* [Questões propostas]
1) Devolva o trecho do texto sobre o Grémio que começa em "Salvo melhor opinião, julgo" e termina em "recomendar intervenção especializada.".
2) Indique os nomes completos de todas as pessoas mencionadas no texto sobre o Grémio.
3) Escreva a continuação do texto sobre o Grémio a partir do ponto em que termina.

* [Texto fornecido]

----

Sem custos financeiros, a solidariedade para com o Governo da Nação expressa em 27 de Janeiro de 1961 foi acompanhada de «profunda repulsa pela nefanda ocorrência» com o Santa Maria. O assalto ao paquete, ousadia de um comando oposicionista liderado por Henrique Galvão, pôs a ditadura portuguesa nas bocas do mundo e foi o primeiro de uma sequência de acontecimentos que deixaram o regime à beira do precipício. Sobreviveu durante mais de 13 anos.

Chamem o “virguleiro”!

Salvo melhor opinião, julgo que há um excesso de vírgulas e até mesmo algumas delas devem estar mal colocadas. Sugiro que se consulte um técnico neste assunto». Escrita à mão no esboço de uma carta a Marcelo Caetano, a nota é assinada por “Alcindo”. Trata-se, seguramente, de Alcindo Teixeira, dono da histórica Farmácia Liberal, em Lisboa, à época (Outubro de 1969) dirigente do Grémio. Ele próprio suprime uma mão-cheia de vírgulas, de que o texto estava de facto repleto, mas não deixa de recomendar intervenção especializada.

----

* [Informação apresentada]
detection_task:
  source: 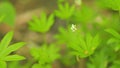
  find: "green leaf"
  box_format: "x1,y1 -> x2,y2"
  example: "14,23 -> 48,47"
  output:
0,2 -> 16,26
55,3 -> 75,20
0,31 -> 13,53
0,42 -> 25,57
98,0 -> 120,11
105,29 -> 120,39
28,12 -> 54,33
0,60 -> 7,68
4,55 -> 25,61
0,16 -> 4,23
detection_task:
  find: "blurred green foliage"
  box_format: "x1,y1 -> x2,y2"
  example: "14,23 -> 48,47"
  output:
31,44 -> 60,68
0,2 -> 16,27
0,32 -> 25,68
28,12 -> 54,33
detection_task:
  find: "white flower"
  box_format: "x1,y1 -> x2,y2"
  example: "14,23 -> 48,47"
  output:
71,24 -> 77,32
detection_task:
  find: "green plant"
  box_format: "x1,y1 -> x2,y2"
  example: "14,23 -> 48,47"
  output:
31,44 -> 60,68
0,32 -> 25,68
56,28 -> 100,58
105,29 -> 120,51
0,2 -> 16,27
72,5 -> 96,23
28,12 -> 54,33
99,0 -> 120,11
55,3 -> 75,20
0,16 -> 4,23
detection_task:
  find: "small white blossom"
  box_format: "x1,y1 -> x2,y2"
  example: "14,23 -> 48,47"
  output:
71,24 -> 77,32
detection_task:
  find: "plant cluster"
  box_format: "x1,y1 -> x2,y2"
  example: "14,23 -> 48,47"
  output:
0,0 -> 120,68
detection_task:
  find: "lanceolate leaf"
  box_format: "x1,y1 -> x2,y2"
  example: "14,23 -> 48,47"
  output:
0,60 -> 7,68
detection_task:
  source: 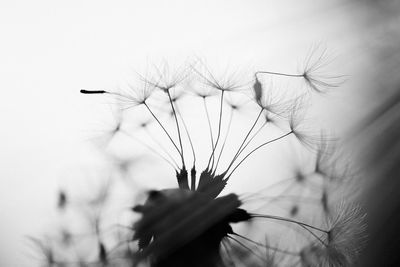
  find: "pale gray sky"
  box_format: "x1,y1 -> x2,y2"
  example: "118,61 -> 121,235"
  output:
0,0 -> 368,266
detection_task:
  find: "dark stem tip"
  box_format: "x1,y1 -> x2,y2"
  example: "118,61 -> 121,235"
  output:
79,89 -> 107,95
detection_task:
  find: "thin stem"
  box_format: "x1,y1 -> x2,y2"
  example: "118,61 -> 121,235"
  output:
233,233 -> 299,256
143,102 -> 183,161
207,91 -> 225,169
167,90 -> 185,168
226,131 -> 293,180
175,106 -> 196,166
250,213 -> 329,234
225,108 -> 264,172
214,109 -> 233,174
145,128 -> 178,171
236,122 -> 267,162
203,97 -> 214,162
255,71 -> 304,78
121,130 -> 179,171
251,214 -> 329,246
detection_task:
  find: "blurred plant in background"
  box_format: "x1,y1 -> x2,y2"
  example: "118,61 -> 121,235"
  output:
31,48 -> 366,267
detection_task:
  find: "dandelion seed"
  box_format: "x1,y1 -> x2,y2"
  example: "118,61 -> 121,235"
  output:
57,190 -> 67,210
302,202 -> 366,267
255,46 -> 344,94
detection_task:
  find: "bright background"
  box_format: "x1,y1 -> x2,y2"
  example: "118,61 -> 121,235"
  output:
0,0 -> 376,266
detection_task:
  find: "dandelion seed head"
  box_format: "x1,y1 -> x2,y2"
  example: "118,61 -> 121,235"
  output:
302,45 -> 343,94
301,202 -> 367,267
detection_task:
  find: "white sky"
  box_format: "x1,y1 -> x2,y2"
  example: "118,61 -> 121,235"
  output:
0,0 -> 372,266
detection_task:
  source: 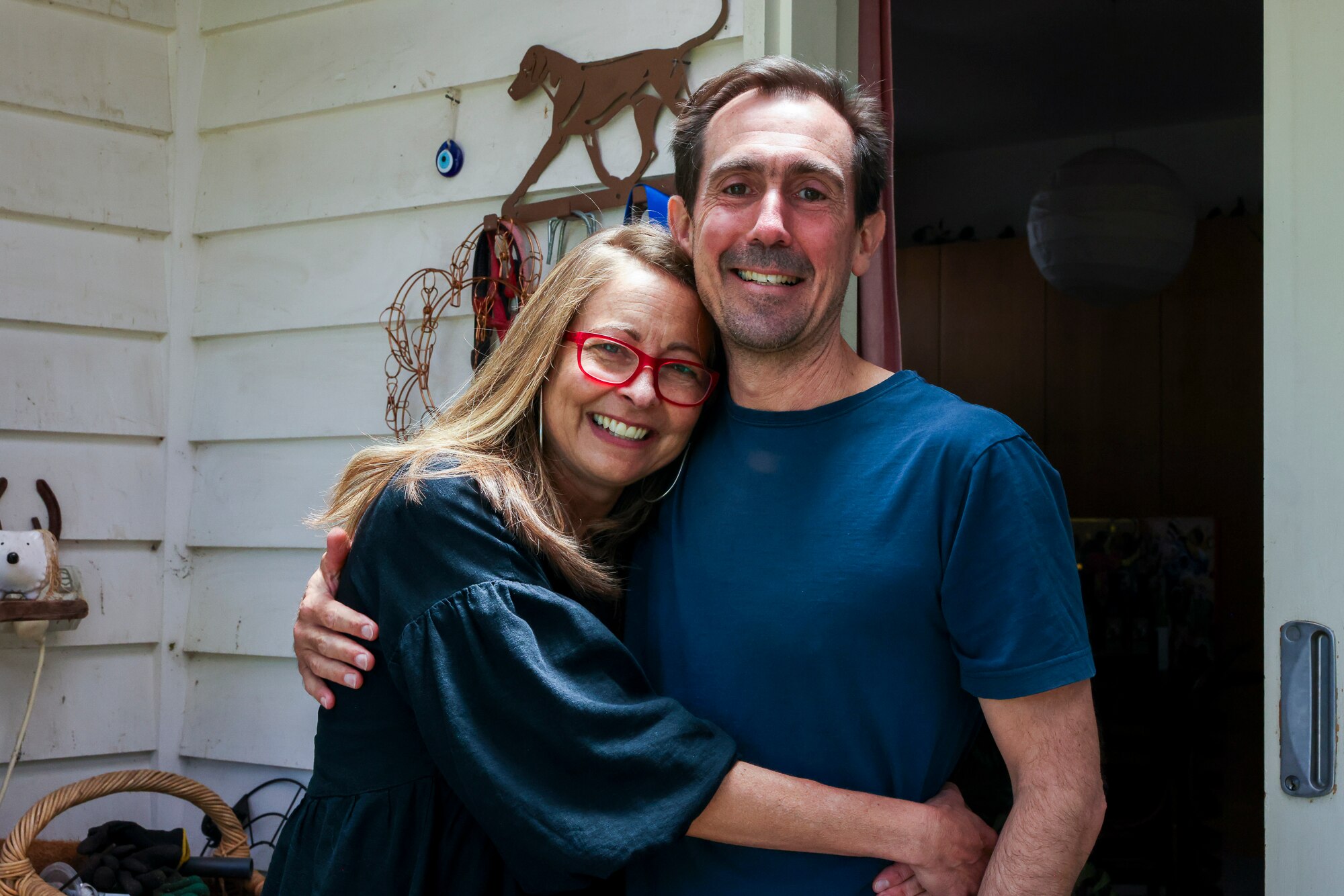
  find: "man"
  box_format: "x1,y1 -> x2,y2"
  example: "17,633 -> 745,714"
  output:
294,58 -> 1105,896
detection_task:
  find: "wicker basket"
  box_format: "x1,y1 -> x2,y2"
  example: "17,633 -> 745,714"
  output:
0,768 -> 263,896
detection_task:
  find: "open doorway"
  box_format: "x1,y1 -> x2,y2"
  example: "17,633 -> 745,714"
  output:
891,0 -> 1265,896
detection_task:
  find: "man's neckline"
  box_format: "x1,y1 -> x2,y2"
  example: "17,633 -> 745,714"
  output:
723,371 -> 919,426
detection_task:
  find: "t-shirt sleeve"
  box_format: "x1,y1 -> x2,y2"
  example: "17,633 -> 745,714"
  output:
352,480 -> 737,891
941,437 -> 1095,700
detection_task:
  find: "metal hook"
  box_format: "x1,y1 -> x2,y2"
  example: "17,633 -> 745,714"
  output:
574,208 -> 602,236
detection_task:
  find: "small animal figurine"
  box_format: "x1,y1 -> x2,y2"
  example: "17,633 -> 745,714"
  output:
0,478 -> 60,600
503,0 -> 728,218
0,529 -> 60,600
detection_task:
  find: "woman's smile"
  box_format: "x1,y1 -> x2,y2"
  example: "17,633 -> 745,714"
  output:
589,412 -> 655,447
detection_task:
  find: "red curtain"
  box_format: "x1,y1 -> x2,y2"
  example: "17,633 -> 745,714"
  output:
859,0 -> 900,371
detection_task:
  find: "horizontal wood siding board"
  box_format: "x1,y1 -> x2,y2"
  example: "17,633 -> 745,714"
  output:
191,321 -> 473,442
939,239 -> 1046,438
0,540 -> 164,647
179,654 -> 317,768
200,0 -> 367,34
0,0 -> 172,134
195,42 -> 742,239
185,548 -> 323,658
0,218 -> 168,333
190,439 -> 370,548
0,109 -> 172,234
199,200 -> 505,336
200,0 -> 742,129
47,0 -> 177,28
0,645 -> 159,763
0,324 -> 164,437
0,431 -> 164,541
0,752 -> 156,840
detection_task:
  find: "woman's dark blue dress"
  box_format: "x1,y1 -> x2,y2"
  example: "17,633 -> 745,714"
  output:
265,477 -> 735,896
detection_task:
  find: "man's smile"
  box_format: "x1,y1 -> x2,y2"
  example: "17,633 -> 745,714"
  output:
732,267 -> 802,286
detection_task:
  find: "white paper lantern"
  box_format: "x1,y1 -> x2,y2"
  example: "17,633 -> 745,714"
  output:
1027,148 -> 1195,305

----

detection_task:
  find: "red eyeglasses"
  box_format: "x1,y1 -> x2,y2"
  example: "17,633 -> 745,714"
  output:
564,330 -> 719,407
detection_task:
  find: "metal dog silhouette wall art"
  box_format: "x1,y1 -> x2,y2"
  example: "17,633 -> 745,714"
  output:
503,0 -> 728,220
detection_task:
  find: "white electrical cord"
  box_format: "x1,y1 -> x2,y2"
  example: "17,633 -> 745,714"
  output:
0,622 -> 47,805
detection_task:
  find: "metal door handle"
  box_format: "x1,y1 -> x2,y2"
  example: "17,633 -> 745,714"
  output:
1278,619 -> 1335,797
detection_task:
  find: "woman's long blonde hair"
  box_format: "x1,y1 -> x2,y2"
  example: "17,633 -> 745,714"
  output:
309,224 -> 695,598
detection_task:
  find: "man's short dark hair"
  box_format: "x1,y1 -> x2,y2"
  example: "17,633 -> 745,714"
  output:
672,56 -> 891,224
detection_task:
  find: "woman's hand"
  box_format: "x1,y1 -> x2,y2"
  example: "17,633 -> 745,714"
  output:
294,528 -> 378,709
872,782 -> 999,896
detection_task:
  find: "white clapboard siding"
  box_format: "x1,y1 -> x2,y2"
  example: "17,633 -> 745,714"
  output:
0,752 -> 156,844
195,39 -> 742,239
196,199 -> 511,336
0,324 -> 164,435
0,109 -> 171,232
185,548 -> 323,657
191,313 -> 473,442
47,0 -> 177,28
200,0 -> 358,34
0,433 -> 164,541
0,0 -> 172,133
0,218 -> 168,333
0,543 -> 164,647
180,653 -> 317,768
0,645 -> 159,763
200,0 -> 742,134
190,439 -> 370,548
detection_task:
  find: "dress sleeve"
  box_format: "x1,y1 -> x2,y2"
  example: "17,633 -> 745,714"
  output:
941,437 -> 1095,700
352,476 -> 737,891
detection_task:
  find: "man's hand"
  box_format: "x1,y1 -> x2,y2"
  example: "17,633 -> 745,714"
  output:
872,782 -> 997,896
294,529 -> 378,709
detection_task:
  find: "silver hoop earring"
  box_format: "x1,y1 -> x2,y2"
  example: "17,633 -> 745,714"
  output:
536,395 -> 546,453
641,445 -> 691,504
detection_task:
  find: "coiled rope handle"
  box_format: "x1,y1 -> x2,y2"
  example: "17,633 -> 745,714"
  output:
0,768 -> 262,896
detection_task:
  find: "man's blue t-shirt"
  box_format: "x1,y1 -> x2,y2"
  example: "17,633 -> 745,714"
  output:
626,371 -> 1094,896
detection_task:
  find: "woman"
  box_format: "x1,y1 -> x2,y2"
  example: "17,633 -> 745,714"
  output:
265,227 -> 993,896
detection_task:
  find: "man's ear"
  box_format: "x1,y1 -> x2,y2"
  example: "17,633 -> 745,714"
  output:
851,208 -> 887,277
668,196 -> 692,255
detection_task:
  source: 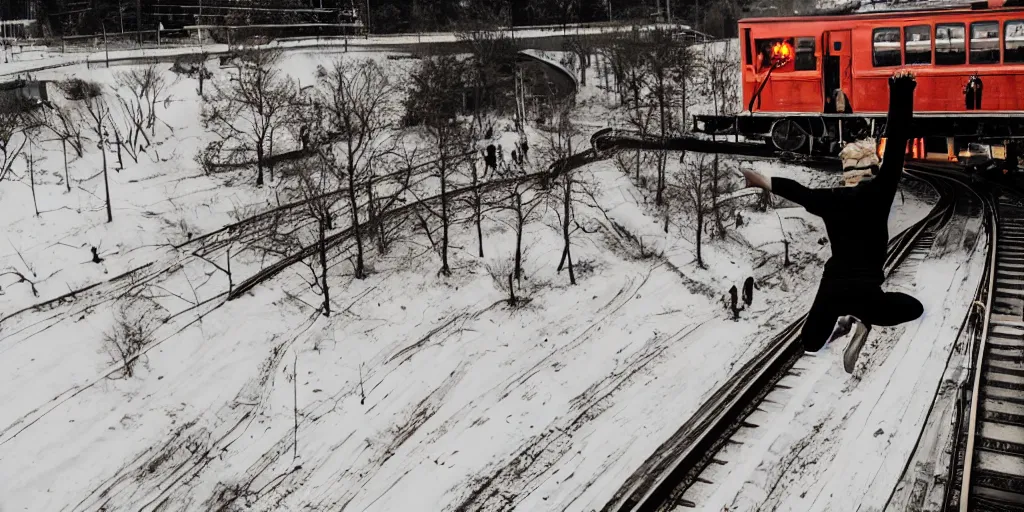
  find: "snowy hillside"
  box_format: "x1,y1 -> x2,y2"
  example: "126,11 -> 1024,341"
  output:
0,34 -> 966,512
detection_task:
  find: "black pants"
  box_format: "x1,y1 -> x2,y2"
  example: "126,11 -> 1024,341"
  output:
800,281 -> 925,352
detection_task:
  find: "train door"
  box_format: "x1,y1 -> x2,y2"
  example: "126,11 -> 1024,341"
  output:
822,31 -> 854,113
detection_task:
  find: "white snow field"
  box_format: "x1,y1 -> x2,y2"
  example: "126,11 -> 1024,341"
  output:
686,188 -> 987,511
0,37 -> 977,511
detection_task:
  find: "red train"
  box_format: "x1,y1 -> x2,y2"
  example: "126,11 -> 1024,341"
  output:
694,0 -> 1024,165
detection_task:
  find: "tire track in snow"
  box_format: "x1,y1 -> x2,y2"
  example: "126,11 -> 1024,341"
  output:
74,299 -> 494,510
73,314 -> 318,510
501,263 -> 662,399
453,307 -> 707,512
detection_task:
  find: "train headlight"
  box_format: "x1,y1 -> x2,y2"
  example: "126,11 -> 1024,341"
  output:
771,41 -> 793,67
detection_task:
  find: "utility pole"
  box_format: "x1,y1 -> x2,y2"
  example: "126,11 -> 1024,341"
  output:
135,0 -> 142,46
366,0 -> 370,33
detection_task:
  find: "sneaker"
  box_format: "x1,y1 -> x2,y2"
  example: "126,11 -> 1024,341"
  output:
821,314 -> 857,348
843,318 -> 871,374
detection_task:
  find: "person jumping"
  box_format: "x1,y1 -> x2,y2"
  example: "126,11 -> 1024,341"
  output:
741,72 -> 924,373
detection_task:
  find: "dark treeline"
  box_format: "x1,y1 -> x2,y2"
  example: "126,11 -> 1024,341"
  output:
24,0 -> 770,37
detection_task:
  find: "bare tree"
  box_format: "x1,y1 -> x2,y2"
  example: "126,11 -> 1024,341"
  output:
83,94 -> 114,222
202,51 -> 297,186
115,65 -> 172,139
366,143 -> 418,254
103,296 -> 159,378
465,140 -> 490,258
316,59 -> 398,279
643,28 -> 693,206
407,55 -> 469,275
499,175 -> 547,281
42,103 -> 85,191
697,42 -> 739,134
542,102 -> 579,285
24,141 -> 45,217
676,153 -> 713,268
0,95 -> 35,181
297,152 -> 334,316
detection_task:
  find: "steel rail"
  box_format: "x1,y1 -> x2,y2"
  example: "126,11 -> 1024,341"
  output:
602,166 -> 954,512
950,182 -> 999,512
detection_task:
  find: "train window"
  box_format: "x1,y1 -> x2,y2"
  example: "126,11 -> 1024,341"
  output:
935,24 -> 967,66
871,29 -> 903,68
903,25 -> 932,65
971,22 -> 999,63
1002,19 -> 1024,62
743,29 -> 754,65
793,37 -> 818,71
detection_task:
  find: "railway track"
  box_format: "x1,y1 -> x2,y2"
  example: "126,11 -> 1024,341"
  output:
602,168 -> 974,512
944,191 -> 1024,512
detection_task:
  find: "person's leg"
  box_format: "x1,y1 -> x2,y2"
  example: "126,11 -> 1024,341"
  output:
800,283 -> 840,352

----

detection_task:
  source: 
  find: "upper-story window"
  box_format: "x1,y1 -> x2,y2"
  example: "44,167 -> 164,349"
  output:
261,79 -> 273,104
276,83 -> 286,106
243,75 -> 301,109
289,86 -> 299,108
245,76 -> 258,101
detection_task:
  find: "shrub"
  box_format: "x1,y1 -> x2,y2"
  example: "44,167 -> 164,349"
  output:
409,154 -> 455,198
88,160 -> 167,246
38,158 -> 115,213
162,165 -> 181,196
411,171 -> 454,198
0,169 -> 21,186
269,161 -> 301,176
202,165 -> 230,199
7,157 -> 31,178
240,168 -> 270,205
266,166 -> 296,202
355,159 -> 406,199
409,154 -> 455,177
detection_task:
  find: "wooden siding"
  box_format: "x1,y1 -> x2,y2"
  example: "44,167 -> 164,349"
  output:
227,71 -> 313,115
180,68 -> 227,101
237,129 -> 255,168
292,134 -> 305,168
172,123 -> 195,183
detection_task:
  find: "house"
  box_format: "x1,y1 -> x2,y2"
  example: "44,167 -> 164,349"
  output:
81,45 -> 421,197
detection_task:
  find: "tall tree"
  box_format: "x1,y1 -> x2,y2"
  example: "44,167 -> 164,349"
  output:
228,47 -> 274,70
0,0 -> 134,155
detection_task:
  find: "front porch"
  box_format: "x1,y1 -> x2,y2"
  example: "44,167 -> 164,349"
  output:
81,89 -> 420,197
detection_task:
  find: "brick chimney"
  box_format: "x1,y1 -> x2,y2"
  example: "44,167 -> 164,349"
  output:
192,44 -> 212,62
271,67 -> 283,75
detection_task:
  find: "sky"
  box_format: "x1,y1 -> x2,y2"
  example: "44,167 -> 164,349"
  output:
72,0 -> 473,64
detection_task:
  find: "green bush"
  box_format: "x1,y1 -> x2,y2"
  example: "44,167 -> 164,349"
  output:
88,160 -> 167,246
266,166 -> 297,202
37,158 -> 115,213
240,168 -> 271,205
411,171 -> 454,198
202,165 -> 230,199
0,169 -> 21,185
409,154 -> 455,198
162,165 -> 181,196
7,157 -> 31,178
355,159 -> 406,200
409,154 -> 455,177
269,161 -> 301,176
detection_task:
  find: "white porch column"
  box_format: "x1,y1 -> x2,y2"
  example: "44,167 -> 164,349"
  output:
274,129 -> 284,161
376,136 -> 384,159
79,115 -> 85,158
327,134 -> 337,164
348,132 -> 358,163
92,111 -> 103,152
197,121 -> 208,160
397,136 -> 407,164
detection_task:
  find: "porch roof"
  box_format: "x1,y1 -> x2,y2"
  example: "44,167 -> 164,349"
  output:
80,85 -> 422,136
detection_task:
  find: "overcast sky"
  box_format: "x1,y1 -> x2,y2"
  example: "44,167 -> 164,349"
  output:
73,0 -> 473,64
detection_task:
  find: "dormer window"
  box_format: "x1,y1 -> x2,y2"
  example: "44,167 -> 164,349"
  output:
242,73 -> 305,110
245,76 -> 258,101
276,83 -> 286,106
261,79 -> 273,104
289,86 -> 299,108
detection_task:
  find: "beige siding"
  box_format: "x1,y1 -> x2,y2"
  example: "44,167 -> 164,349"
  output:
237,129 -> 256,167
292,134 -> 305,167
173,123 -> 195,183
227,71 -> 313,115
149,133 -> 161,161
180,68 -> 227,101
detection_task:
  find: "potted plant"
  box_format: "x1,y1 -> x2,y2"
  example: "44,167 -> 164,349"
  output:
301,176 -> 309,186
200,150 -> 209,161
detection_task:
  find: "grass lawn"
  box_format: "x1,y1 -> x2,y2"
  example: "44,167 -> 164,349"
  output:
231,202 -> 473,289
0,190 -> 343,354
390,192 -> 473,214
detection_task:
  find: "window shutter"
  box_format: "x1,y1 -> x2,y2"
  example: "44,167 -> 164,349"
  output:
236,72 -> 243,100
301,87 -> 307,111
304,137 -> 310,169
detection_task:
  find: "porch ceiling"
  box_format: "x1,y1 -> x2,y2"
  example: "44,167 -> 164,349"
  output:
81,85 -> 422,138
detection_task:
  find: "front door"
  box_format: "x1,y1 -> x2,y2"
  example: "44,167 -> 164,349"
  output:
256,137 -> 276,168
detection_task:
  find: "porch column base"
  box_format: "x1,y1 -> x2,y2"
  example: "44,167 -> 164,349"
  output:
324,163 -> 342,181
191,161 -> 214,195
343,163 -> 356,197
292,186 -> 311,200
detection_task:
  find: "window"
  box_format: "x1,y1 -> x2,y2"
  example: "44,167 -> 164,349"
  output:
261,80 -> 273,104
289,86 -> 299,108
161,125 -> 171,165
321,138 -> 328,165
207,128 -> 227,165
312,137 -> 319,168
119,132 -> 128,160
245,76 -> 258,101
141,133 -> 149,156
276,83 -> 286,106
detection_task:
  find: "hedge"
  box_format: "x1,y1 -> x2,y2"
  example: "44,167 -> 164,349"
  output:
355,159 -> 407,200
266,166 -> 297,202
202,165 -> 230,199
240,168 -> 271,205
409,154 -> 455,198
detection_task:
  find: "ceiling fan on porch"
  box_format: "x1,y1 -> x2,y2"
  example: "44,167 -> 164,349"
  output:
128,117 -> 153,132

----

* [Respostas às questões]
1)
Salvo melhor opinião, julgo que há um excesso de vírgulas e até mesmo algumas delas devem estar mal colocadas. Sugiro que se consulte um técnico neste assunto». Escrita à mão no esboço de uma carta a Marcelo Caetano, a nota é assinada por “Alcindo”. Trata-se, seguramente, de Alcindo Teixeira, dono da histórica Farmácia Liberal, em Lisboa, à época (Outubro de 1969) dirigente do Grémio. Ele próprio suprime uma mão-cheia de vírgulas, de que o texto estava de facto repleto, mas não deixa de recomendar intervenção especializada.

2) Henrique Galvão, Marcelo Caetano, Alcindo Teixeira

3)
Não se sabe se a carta a Marcelo Caetano foi mesmo enviada

A carta, sobre o impacto negativo de um acordo firmado entre o Grémio e a ADSE, acolhia um desabafo: «Não fizemos este acordo porque nos fosse possível fazê-lo, mas porque quisemos fazer o impossível [sublinhado no original] para colaborar com o Governo da Nação numa obra a todos os títulos digna de honra». Objecto de várias versões – a que foram apostos “vistos” de Maria do Castelo e Eurico Pais, membros da Direcção – não é possível confirmar se a carta foi mesmo remetida.